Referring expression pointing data

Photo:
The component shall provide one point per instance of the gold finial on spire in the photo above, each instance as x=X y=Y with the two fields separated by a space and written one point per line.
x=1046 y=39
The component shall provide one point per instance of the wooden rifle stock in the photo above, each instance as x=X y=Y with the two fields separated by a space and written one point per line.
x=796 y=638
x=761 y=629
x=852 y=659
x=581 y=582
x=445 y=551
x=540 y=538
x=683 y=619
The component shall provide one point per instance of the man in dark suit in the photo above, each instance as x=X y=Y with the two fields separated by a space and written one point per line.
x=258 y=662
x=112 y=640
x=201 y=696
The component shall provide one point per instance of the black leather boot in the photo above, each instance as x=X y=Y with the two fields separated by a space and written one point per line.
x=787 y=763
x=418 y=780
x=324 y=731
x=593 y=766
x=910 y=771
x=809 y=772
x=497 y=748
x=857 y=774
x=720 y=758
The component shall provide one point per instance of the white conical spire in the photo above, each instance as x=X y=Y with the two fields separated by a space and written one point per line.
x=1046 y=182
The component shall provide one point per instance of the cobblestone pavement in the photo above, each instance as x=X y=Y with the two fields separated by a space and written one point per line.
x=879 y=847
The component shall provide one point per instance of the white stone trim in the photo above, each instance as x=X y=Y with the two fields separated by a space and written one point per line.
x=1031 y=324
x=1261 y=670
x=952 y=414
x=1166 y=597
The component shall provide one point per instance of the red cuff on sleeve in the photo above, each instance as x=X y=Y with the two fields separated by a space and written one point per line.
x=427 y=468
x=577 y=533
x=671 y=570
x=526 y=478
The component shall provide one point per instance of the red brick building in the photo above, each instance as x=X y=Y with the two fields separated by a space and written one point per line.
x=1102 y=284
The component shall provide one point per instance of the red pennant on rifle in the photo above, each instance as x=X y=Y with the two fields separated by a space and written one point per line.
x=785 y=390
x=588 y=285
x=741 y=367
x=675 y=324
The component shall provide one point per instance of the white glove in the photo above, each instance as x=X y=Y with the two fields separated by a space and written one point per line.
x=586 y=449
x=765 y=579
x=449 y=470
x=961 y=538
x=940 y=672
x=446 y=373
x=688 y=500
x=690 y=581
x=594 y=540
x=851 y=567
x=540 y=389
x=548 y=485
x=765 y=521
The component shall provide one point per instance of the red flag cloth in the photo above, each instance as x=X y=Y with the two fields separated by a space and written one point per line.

*WHAT IS REQUIRED:* All of the entries must be printed again exactly as given.

*OUTPUT OF THE TASK:*
Photo:
The component shall provide one point per instance of the gold finial on spire in the photo above, each instance as x=X y=Y with the two fields separated by a space and written one point per line.
x=1046 y=39
The component shall provide one point per instance of the wooden rifle stock in the photo above, each instance as x=X y=Y with the two fields separated by a space and written one point per line.
x=796 y=638
x=761 y=629
x=852 y=659
x=581 y=582
x=445 y=551
x=540 y=538
x=683 y=619
The component shall provide one point per instance of the man in dark suit in the photo above, each instance as x=X y=Y with the two fields separated by a space and written one point per line.
x=258 y=662
x=112 y=640
x=201 y=696
The component shall provide one point per instance of the black leather boot in the photo above, each instance as x=X y=Y with the two fields separated by a space and written one point per line.
x=787 y=763
x=418 y=780
x=324 y=731
x=593 y=766
x=910 y=771
x=809 y=772
x=497 y=748
x=857 y=774
x=720 y=758
The component shall provide one point per instance of the white conical spire in the photo above, each instance as x=X y=Y with the two fields separated by a space and written one point per line.
x=1046 y=182
The component shall provide one point per instance of the cobblestone pavement in the photo above, each instance as x=X y=Y with the two fields separated by a space and written one point per line.
x=879 y=847
The component shall provide one point per instance of the white stone trim in the photo above, each instance as x=X y=Y with the two fields separated by a space and written one point per line.
x=1031 y=324
x=1261 y=670
x=952 y=414
x=1166 y=597
The component shall provide one point per instance of the red cuff on sleeve in the photo above, each instance as x=X y=Y with the two fields separated by a space and written one point per line.
x=427 y=468
x=577 y=533
x=671 y=570
x=526 y=478
The component shall provide one point per instance of the red brick building in the photo above, each instance as x=X y=Y with the two fields separated by a space and written one point per line.
x=1102 y=284
The component shall provide one point per instance of the red pennant on rifle in the photo above, each instance as x=X y=Y with the two fields separated by a space and written one point per line.
x=785 y=390
x=588 y=285
x=741 y=367
x=675 y=324
The component shall provide one point per instance of the white glove in the photo above, each instance as x=X y=Y with the two fields separated by a space and written one point per line.
x=586 y=449
x=765 y=579
x=449 y=470
x=961 y=538
x=940 y=672
x=446 y=373
x=688 y=500
x=690 y=581
x=594 y=540
x=851 y=567
x=540 y=389
x=548 y=485
x=765 y=521
The component shall provide one point per instance of the red flag cloth in the photo above, each instance as x=X y=Y with the two fields separated by a space and written one point per line.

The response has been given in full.